* _TASK DESCRIPTION_
Edit the material below by swapping "straight edges" for "line segments", and leave every other part unchanged.

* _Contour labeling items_
######

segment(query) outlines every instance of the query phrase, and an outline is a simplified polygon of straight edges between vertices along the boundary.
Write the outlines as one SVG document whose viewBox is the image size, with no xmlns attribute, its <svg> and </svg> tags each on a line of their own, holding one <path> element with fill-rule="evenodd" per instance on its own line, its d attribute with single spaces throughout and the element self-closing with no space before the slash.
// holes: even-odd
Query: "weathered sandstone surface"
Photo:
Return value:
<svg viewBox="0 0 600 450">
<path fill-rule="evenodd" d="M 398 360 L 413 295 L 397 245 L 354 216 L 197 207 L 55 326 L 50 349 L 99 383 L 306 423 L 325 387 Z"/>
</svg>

######

* _COMPLETE RESPONSE_
segment(query) outlines every instance of the query phrase, and an outline is a simplified polygon of line segments between vertices along the boundary.
Write the outlines as one SVG document whose viewBox is the image size, with no xmlns attribute, its <svg> and </svg> tags each on a line of their own, holding one <path> element with fill-rule="evenodd" per instance on its own line, its d attribute with single spaces throughout and the element self-closing with no space before the slash.
// holes: even-odd
Query: "weathered sandstone surface"
Photo:
Return value:
<svg viewBox="0 0 600 450">
<path fill-rule="evenodd" d="M 398 360 L 413 295 L 397 245 L 354 216 L 197 207 L 55 326 L 50 349 L 99 383 L 306 423 L 325 387 Z"/>
</svg>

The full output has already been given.